## Text shown
━━━━━━━━━━━━━━━━
Michael T. Mulligan [00:05:26] And so the judge concluded that this was indeed a decision by the municipality when they simply sent the farm owners a letter saying cease and desist, so it could be reviewed by the court. Moreover, the judge found that the district’s decision to tell the people, Stop, you can’t take these trees down was unreasonable because the tree protection by law is not applicable to the extent that it would prevent somebody from fully developing their property in accordance with the zoning allowed there. And in this case the zoning permitted that there to be a farm and therefore you cannot have a tree protection bylaw that protects prevents a person from fully utilizing their farm to increase density. That is to say yield by developing it, which is to say cutting down the trees so that you can farm not in a forest. And so that is the particular decision in this case with the Central Saanich. And I must say this was a marathon looking at this thing. There were 13 affidavits, the 500 pages of material, all kinds of authorities. The case went on for days and days. And the costs have been ordered against the municipality, which will, I suspect, not be insubstantial.
Michael T. Mulligan [00:06:46] Hmm.
Michael T. Mulligan [00:06:46] And so the important takeaways for people, first of all, these were the particular decision in terms of what that means. You know, if you wanted to take down trees on your property to farm. Well, the court is determined that, yes, if you’re zoned for farming development, that density includes taking trees down for that purpose. But it’s also important to remember more broadly that there is that constraint in terms of what municipalities are permitted to do at all. And so to the extent that if a municipality said no trees could come down, the bylaw, even if it says that, can’t have that effect because the capacity, the legal capacity of a municipality, which was of course delegated to it by the province, is not unlimited in that regard.
━━━━━━━━━━━━━━━━
Records

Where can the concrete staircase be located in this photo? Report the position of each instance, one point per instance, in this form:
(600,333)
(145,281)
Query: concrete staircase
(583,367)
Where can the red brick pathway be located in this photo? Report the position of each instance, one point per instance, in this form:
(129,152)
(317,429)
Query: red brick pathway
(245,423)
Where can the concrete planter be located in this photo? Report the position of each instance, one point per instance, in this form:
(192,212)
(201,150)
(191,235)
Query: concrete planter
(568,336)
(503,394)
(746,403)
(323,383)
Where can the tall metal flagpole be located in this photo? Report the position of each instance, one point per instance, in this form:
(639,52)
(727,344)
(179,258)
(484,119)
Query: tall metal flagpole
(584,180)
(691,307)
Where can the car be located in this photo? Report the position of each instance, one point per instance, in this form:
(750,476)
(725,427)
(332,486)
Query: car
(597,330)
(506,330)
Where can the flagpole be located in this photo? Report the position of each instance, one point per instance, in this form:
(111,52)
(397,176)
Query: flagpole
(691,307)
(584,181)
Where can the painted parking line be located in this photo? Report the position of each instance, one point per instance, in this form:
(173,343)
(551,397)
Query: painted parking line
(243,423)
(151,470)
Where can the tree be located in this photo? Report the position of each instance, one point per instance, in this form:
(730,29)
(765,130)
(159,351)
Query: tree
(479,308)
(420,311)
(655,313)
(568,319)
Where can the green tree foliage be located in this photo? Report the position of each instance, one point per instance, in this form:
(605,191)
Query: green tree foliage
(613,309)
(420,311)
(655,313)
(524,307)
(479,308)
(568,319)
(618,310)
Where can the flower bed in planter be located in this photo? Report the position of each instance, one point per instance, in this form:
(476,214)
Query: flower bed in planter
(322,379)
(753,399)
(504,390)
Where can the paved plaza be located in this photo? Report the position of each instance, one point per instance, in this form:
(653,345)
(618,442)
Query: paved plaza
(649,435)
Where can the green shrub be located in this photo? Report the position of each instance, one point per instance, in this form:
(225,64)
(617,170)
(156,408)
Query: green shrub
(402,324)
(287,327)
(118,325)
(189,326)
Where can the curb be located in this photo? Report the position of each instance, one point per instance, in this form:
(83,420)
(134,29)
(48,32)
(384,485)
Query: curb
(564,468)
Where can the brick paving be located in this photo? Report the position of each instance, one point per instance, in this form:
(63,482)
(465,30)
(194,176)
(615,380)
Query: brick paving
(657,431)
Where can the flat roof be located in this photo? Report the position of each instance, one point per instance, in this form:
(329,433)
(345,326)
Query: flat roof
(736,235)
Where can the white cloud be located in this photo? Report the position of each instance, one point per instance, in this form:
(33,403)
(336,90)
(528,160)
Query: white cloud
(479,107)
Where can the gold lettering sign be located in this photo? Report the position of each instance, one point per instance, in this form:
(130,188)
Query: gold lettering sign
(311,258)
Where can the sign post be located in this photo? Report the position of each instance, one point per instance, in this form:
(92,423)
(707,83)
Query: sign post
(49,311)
━━━━━━━━━━━━━━━━
## Required work
1. Answer these questions from the transcript, each on its own line:
(a) How many affidavits were filed in the case?
(b) What did the municipality send the farm owners?
(c) Who delegated the municipality's legal capacity to it?
2. Filter the Records down to the lines that contain the word "metal".

## Answers to the exercise
1.
(a) 13
(b) A letter saying cease and desist
(c) The province

2.
Where can the tall metal flagpole be located in this photo? Report the position of each instance, one point per instance, in this form:
Query: tall metal flagpole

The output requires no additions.